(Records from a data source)
▼▼▼

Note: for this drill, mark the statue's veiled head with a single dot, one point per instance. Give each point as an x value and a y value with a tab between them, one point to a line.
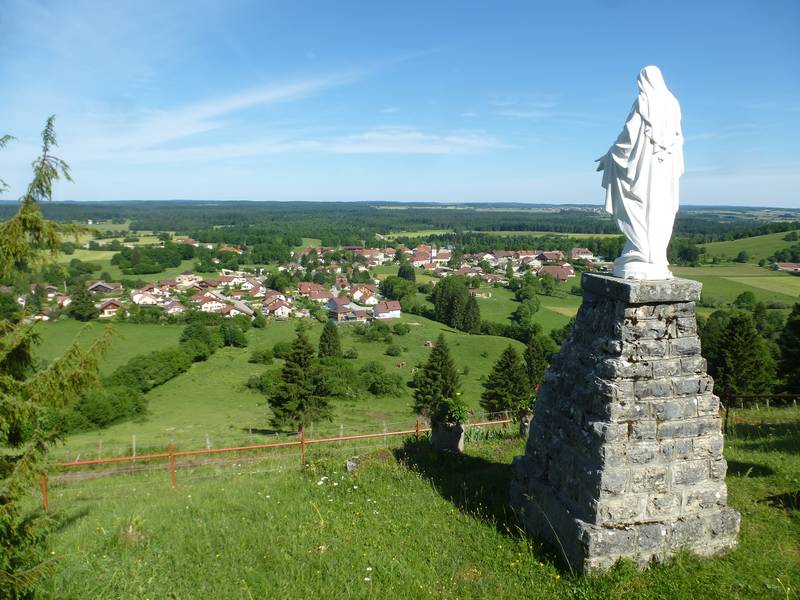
651	79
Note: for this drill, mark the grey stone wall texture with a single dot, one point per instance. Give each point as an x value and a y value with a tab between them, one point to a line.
624	454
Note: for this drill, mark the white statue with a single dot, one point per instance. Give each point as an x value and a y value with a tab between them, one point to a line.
640	174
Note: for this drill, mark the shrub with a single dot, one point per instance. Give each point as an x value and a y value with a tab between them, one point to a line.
104	406
146	371
197	350
281	349
378	332
393	350
340	379
261	356
378	382
232	335
401	328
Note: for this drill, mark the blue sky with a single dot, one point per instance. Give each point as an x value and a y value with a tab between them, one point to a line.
388	101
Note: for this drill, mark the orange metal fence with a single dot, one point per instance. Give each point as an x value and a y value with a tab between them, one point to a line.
171	455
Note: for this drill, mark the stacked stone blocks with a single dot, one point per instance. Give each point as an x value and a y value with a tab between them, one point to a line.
624	456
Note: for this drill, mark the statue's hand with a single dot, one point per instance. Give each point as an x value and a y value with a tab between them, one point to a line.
601	163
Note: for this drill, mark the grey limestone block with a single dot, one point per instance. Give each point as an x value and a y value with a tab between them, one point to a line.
624	455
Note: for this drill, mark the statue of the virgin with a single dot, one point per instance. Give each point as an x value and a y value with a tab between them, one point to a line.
641	172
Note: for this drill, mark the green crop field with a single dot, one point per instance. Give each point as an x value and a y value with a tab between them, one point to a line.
758	247
535	233
103	259
406	524
383	271
725	282
211	398
127	339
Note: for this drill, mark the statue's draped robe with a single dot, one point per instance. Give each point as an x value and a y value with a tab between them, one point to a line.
641	174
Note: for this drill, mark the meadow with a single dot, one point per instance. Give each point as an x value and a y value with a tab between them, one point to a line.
211	401
726	282
758	247
405	524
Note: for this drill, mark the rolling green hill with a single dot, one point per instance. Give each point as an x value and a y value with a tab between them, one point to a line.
758	247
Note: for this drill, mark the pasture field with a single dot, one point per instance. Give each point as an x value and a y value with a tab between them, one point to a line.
383	271
535	233
415	234
211	398
127	340
405	524
725	282
103	259
758	247
306	242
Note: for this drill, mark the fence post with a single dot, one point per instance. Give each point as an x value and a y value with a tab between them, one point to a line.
302	446
43	483
172	464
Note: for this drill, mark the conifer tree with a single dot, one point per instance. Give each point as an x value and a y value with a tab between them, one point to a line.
471	321
407	271
535	361
28	395
299	399
789	343
507	387
329	344
745	364
81	305
437	393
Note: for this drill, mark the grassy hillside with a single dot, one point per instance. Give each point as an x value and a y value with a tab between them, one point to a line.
211	398
758	247
725	282
103	259
406	524
127	339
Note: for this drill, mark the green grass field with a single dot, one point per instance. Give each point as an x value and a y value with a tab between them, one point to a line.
406	524
725	282
758	247
211	398
127	339
103	259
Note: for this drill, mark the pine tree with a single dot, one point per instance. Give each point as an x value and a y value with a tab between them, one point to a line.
28	395
299	399
81	305
789	343
471	321
745	366
535	361
507	387
407	271
437	394
329	344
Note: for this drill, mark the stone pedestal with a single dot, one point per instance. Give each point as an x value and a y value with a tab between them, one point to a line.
624	455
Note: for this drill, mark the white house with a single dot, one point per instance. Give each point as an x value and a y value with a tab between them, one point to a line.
390	309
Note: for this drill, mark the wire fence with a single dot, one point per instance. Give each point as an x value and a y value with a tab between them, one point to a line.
84	478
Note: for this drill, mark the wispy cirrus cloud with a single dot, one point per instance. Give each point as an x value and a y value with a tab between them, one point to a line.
401	141
154	128
537	107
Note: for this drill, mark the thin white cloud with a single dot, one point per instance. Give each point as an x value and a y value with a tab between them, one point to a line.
378	141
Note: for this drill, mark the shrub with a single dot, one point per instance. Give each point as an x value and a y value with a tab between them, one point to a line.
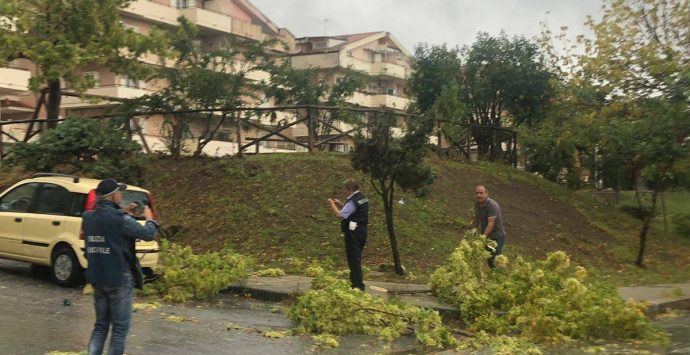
79	145
635	210
681	225
197	276
546	301
333	308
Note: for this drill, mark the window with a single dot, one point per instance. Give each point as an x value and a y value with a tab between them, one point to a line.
91	75
53	199
78	204
19	199
139	198
179	4
131	83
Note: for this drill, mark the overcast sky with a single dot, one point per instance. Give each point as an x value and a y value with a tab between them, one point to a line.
455	22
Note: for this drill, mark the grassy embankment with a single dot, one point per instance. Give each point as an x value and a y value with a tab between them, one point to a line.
274	208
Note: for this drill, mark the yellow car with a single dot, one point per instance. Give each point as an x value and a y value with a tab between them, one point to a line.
40	223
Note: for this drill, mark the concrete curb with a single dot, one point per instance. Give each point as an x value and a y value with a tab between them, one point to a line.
276	289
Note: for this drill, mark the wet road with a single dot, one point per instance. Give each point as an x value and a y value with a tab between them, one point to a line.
35	320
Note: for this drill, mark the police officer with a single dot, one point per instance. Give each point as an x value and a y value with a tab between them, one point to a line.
489	220
113	268
354	216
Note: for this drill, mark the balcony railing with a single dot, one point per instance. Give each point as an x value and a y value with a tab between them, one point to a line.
389	101
389	69
153	11
99	96
208	19
14	81
378	68
248	30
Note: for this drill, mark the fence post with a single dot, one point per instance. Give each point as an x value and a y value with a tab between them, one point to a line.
2	152
514	149
310	130
239	134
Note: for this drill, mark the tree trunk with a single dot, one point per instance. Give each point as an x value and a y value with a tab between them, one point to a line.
646	222
388	209
53	107
438	132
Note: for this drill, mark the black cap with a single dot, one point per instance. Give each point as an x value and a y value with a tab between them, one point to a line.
109	186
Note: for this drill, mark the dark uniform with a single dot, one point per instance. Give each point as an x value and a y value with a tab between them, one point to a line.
357	238
113	269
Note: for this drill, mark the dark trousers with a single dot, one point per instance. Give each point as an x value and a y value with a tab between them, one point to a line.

▲▲▲

What this task involves =>
Change every "drill" in the records to "exercise" and give all of the records again with nothing else altered. Leave the pictures out of your answer.

Finished answer =>
Note: for this exercise, mark the statue's veiled head with a single dot, one point per instance. Give each point as an x value and a y value with a tab between them, one point to a line.
651	79
Note: for this exercise, mark the grey stone wall texture with a single dot, one point per instance. Give each point as an x value and a y value with a tab between them, one point to a line.
624	454
Note: for this exercise, mark the white statue with a single dot, one point per instance. Give each point as an x value and a y value with a tab between them, one point to a line.
640	174
Note: for this exercise, mark the shrub with a single dot, one point per instance. Give each point as an x value and a y value with a tab between them, one point to a line.
104	406
146	371
197	350
281	349
378	332
393	350
340	379
261	356
378	382
232	335
401	328
Note: for this exercise, mark the blue sky with a single dot, one point per instance. Give each point as an x value and a y value with a tab between them, one point to a line.
388	101
Note: for this exercise, mark the orange metal fence with a single dot, one point per instance. Give each point as an x value and a y value with a tab between them, one point to a line.
171	455
Note: for this exercise, mark the stacked stone blocks with a single dot, one point per instance. Give each point as an x value and a y value with a tab between them, one point to a line.
624	456
Note: for this exercise, mark the statue's hand with a single dot, one point per instance. Give each point as an x value and a y value with a tab between them, one point to a line.
601	163
Note: for this exercise, mark the grey limestone block with a single dot, one point per instance. Give each point as an x value and a y value with a tab between them, one point to a line.
624	455
Note: for this exercise, mark the statue of the virgin with a single dot, one point per instance. Give each point as an x value and a y value with a tab between them, one point to a line.
641	172
Note: for this exercise, mark the green crop field with a single dot, one point per instance. Give each point as an x value and a y value with a tab between them, one point to a line.
758	247
535	233
103	259
406	524
383	271
725	282
211	398
127	339
Note: for this exercise, mark the statue's draped robe with a single dot, one point per instance. Give each point as an x value and a y value with a tab between them, one point to a line.
641	174
Note: for this exercise, mark the meadow with a single dot, one point per instance. Give each point as an x value and a y value with a tab between them, one point to a line.
211	401
726	282
758	247
405	524
Note: for this exercise, mark the rolling green hill with a single dot, one point per instance. Give each point as an x value and a y value with a tab between them, one point to a line.
758	247
Note: for this exercise, mark the pasture field with a single dot, one point per instance. Give each point as an x value and a y value with a tab between them, one point to a line.
383	271
535	233
415	234
211	398
127	340
405	524
725	282
103	259
758	247
306	242
Note: for this exercise, mark the fence post with a single dot, one point per instance. Give each point as an x value and a y value with a tab between them, one point to a line.
302	446
43	483
172	464
Note: for this exercise, mark the conifer tree with a single dot, one point per instance. Give each point as an x value and a y value with a tab between them, one point to a line.
471	321
407	271
535	361
28	395
299	399
789	343
507	387
329	344
745	364
81	305
437	393
Note: for this exercise, mark the grassy hillside with a single dot, one point per instance. Give each point as an x value and a y value with a tab between them, one point to a line.
211	398
758	247
725	282
103	259
406	524
127	339
Note: for this exercise, mark the green grass field with a single dot, one point per instance. Give each point as an x value and a y value with a tab between them, one point to a line.
406	524
725	282
758	247
211	398
127	339
103	259
Note: for this exercise, mark the pine tree with a single dot, one point per instance. Give each point as an x value and a y value with a tab between them, one point to a line.
28	395
299	399
81	305
789	343
471	321
745	366
535	361
507	387
407	271
437	394
329	344
Note: for this exercise, mark the stone pedestal with a single dot, one point per instance. Give each point as an x value and a y value with a tab between them, one point to a line.
624	455
Note: for this exercise, mark the white house with a single dot, one point per instance. Give each point as an x value and a y value with a tab between them, one point to a line.
390	309
Note: for this exercise, mark the wire fence with a single dot, one point per instance. Give each point as an x value and a y value with a tab between them, one point to a line.
84	478
Note: for this exercise, mark the wispy cirrus cloud with a single dot, one point per instance. Give each point as an x value and a y value with a tab between them, one point to a line.
401	141
154	128
537	107
Note: for this exercise, mark the thin white cloud with a single dot, one point per instance. Give each point as an x value and a y value with a tab between them, one point to a line.
378	141
Note: for this exercise, mark the shrub with a single dot, one point per instance. Give each point as an x value and a y value with a tab between them, one point to a line.
79	145
635	210
681	225
197	276
546	301
333	308
Note: for this exercise, mark the window with a single dot, one point per instance. Give each point as an x value and a y value with a tab between them, one point to a line.
91	75
53	199
78	204
19	199
139	198
179	4
131	83
Note: for this exercise, mark the overcast sky with a single dot, one point per instance. Give each point as an x value and a y value with a tab between them, one point to a line.
455	22
Note: for this exercise, mark the grassy embankment with a single dot, one point per instance. Give each point as an x value and a y value with a tab between them, one point to a line.
274	208
Note: for this exercise, mark the yellow car with a single dot, one point per instance. Give each point as an x value and a y value with a tab between them, one point to a line.
40	223
Note: for this exercise, mark the concrete curb with a single dot, one point per instance. Give each point as an x value and a y value with a tab between them, one point to a line.
276	289
Note: for this exercise, mark the wet road with a single dot, one point per instance. Give each point as an x value and a y value with a tab between them, one point to a line.
35	320
Note: for this exercise, mark the police officer with a single dot, one point per instance. Give each point as an x value and a y value with a tab between them, one point to a line.
489	220
113	268
354	216
Note: for this exercise, mark the balcony railing with a single dot, one point per instance. Give each point as an x value and a y value with a tab between them, one point to a line.
389	101
389	69
153	11
99	96
208	19
14	81
378	68
248	30
Note: for this exercise, mark the fence post with a single dot, one point per instance. Give each point as an x value and a y value with a tab between them, one point to a line.
2	152
514	149
310	130
239	134
Note: for this exercise, mark the tree trunk with a single dot, one point per instance. Give each point as an x value and a y value with a tab between them, one point to a line.
646	222
388	209
53	107
438	132
Note: for this exercise, mark the black cap with a single dot, one point per instance. Give each point as an x value and a y value with a tab between them, one point to a line.
109	186
Note: for this exercise, mark the dark uniform with a single dot, one point per instance. Give each point as an x value and a y value with a tab between them, one point to a line.
357	238
113	269
Note: for this exercise, mark the dark trousers with a single dot, one point per instance. Give each point as an x value and a y value with a tab between them, one point to a line.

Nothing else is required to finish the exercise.